(Entries for pointing at labeled objects)
• • • •

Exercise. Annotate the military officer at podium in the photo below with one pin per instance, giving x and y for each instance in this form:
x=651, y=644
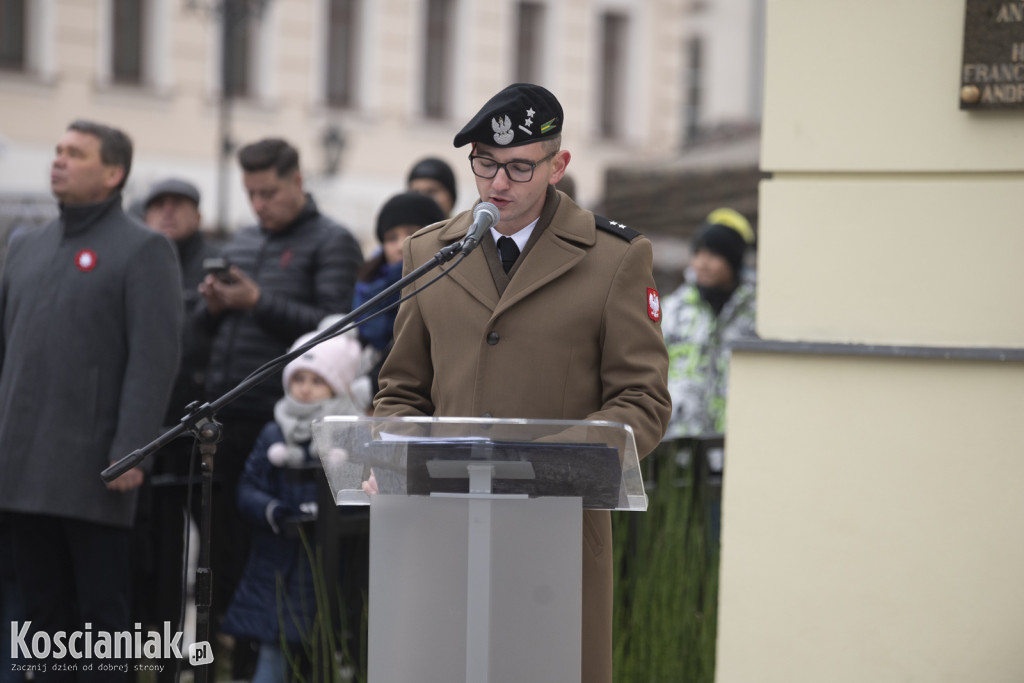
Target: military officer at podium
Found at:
x=554, y=316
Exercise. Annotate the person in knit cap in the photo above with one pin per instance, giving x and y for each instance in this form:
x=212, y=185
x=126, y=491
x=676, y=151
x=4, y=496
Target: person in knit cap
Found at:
x=433, y=177
x=275, y=493
x=702, y=317
x=399, y=217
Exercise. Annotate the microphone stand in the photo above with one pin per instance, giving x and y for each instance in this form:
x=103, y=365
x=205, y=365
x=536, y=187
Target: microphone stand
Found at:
x=202, y=424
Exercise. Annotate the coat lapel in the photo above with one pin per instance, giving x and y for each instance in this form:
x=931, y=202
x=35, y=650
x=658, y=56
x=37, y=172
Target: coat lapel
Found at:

• • • •

Short task: Please convert the material above into a Markdown table with the columns Row and Line, one line per row, skipping blank lines and leaving the pictures out.

Worked answer:
| Row | Line |
|---|---|
| 1 | Exercise. Annotate the military officer at podium in the photo below with one pin per instance, giving x and y for each instance in this form: |
| 2 | x=651, y=644 |
| 3 | Target: military officer at podium |
| 4 | Found at: |
| 5 | x=554, y=316 |
| 6 | Exercise. Annotate the person in knit cap in the photo above with one pin per instance, giving x and y for each instance in this form: |
| 7 | x=212, y=185 |
| 8 | x=126, y=491 |
| 9 | x=676, y=151 |
| 10 | x=4, y=496 |
| 11 | Target: person in knit cap |
| 12 | Found at: |
| 13 | x=433, y=177 |
| 14 | x=275, y=493 |
| 15 | x=702, y=317 |
| 16 | x=399, y=217 |
| 17 | Exercise. Annotate the microphone stand in the photo above with one pin per instance, giving x and y for each instance in this form: |
| 18 | x=103, y=365 |
| 19 | x=205, y=365 |
| 20 | x=536, y=187 |
| 21 | Target: microphone stand |
| 22 | Found at: |
| 23 | x=202, y=424 |
| 24 | Exercise. Annotate the coat lapel in the photo above with one pin per instance, giving x and y for each instance in this form: |
| 25 | x=931, y=202 |
| 26 | x=35, y=650 |
| 27 | x=658, y=56 |
| 28 | x=37, y=172 |
| 29 | Target: coat lapel |
| 30 | Found at: |